▶ _Material to process_:
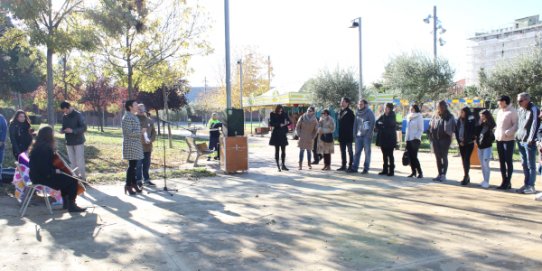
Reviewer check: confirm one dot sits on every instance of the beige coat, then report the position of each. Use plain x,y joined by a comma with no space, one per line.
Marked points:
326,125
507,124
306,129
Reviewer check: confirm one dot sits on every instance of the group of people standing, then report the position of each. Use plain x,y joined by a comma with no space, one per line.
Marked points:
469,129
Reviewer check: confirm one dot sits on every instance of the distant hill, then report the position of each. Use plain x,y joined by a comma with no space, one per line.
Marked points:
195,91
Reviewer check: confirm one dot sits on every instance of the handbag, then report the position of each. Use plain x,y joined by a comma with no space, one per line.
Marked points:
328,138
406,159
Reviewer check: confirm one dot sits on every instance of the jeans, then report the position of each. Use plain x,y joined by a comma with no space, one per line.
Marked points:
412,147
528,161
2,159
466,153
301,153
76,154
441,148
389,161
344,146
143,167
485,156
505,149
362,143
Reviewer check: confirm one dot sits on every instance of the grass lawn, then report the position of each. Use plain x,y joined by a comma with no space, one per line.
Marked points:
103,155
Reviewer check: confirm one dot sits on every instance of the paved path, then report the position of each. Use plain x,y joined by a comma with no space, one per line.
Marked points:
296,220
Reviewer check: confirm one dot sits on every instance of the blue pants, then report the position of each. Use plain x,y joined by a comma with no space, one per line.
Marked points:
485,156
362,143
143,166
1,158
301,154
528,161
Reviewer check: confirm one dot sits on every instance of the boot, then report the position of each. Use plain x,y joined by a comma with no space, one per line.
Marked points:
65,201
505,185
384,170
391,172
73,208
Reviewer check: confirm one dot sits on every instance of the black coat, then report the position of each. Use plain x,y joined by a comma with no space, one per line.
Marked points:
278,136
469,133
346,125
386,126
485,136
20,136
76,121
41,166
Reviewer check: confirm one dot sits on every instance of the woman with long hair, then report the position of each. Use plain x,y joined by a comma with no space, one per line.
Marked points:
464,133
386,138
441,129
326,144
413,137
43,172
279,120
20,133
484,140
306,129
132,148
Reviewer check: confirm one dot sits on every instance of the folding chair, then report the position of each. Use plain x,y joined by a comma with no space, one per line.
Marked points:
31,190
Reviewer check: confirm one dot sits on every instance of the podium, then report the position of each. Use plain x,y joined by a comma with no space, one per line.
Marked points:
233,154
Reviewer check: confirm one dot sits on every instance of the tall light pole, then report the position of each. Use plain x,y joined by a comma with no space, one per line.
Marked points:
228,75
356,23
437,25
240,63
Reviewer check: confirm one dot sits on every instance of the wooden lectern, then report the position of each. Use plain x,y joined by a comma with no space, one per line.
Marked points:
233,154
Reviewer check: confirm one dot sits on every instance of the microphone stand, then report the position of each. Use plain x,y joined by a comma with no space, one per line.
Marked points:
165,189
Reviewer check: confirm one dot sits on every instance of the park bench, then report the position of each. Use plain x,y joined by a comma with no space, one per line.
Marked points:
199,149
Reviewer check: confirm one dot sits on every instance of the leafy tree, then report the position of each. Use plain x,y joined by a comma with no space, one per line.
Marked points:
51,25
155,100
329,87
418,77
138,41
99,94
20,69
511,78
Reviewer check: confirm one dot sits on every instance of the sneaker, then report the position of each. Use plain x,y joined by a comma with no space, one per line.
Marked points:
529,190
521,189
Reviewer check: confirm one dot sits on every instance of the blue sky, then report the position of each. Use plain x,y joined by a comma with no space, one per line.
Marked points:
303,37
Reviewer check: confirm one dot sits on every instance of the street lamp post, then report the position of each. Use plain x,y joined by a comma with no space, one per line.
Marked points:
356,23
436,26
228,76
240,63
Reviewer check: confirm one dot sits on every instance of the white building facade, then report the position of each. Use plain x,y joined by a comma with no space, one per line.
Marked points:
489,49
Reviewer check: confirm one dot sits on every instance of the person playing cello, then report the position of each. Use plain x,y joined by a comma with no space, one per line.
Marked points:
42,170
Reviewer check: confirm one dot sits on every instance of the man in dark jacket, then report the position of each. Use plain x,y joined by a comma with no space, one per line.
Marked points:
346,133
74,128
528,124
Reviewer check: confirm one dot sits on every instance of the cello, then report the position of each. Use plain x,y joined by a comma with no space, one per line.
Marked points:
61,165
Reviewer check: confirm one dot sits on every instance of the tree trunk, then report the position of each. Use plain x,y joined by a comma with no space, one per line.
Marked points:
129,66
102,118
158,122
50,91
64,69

...

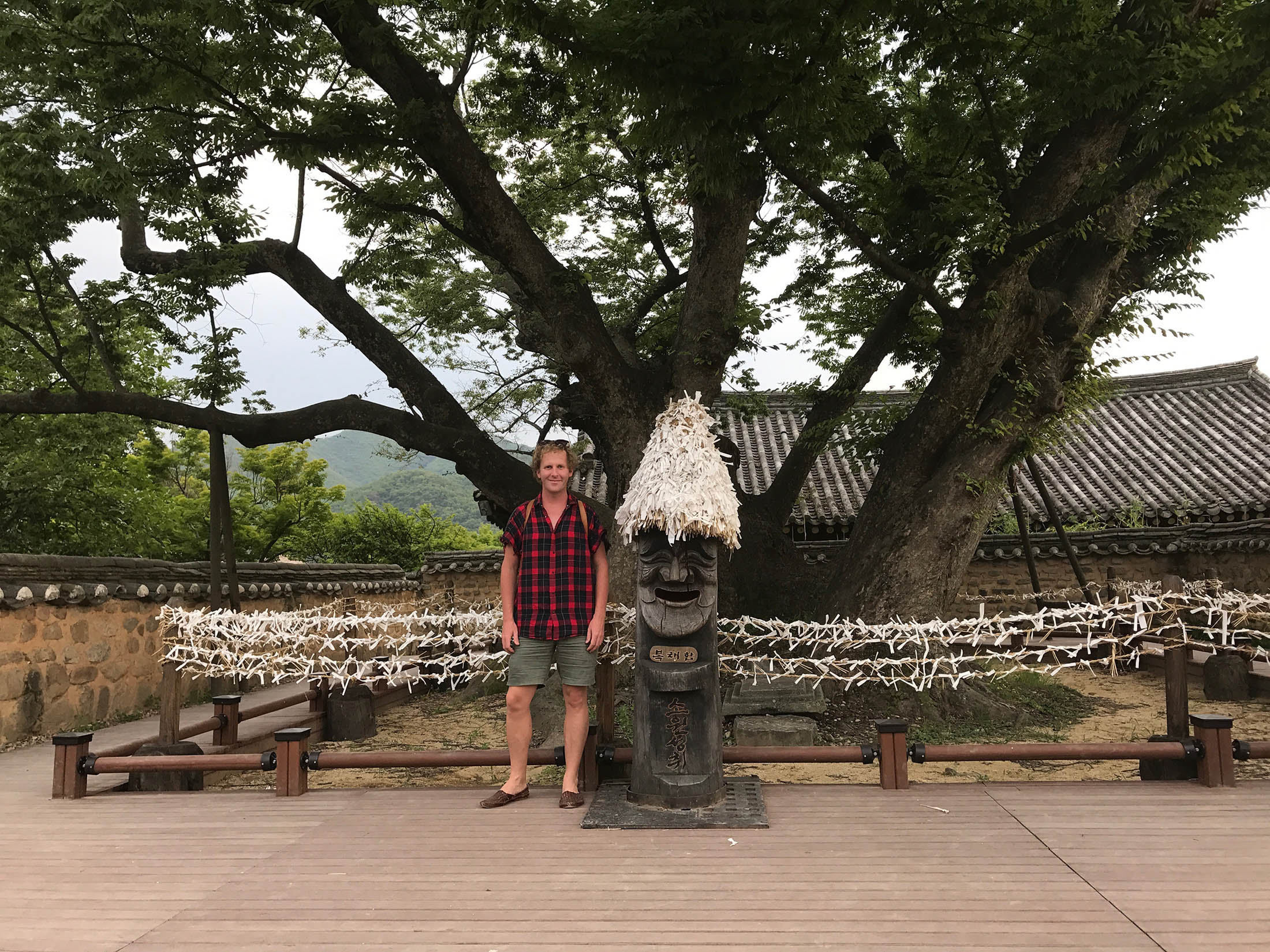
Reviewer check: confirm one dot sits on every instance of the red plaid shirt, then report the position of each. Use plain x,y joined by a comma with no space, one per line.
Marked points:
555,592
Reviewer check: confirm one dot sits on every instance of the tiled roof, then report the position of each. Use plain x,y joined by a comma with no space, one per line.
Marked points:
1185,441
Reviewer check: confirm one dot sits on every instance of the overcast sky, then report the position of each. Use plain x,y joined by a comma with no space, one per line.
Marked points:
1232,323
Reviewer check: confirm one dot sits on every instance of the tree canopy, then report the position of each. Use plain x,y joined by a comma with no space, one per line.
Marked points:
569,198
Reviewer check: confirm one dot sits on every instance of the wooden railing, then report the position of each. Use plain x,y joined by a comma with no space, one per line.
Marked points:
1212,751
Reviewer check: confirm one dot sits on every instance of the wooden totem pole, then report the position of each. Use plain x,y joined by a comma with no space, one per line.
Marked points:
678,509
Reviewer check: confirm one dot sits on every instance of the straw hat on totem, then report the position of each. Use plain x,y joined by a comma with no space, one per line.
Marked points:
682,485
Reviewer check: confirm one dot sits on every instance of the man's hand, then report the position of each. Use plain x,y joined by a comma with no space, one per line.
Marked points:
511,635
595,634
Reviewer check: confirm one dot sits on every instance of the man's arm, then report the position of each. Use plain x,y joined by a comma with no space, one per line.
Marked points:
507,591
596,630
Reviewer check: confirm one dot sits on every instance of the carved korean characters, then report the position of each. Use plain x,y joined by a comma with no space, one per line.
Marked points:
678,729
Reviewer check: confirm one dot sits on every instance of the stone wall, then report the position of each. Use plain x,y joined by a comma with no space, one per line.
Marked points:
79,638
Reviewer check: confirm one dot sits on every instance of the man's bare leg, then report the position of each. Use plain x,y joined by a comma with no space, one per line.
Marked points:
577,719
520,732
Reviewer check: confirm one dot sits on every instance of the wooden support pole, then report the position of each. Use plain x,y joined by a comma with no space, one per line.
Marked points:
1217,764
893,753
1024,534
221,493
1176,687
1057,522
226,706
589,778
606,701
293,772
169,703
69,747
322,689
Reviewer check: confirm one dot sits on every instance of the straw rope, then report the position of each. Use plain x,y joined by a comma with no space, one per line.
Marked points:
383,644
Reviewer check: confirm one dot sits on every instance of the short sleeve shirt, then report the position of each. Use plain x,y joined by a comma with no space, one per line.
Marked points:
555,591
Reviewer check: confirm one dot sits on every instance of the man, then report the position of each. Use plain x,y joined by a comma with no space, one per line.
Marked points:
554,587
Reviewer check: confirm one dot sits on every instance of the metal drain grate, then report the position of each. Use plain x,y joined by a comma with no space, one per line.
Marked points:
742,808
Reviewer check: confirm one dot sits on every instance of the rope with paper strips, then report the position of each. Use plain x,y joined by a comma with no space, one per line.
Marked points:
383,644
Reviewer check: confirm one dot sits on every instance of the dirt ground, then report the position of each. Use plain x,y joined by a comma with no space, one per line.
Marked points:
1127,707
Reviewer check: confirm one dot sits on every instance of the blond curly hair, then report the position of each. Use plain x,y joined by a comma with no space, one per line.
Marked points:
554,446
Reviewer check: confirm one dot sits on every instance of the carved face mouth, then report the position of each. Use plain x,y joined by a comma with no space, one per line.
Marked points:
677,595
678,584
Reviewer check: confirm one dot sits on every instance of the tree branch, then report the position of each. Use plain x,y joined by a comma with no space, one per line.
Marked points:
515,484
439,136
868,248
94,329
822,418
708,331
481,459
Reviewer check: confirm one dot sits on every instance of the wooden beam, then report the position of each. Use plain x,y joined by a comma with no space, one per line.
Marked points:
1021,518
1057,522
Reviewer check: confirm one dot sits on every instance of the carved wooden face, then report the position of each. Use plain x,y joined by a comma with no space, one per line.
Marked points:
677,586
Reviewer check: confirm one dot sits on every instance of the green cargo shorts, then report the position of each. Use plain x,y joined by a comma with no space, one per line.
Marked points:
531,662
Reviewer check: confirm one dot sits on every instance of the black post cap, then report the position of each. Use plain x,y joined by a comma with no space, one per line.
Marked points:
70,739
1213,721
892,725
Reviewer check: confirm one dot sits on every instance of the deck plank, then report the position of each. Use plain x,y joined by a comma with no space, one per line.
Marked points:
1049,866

▶ _Problem statement_:
Would you filter the records and copy out each line containing "straw"?

▶ _Answer to the problem_:
Reviewer check: confirm one dot sits on every instance of the straw hat on totem, then report the position of each. Use plain x,y joined by a comma with no space, one per line.
Reviewer check: confirm one dot sits on every instance of the straw rope, then report the position of each. Use plain x,y joined by a comma with no space, one per line.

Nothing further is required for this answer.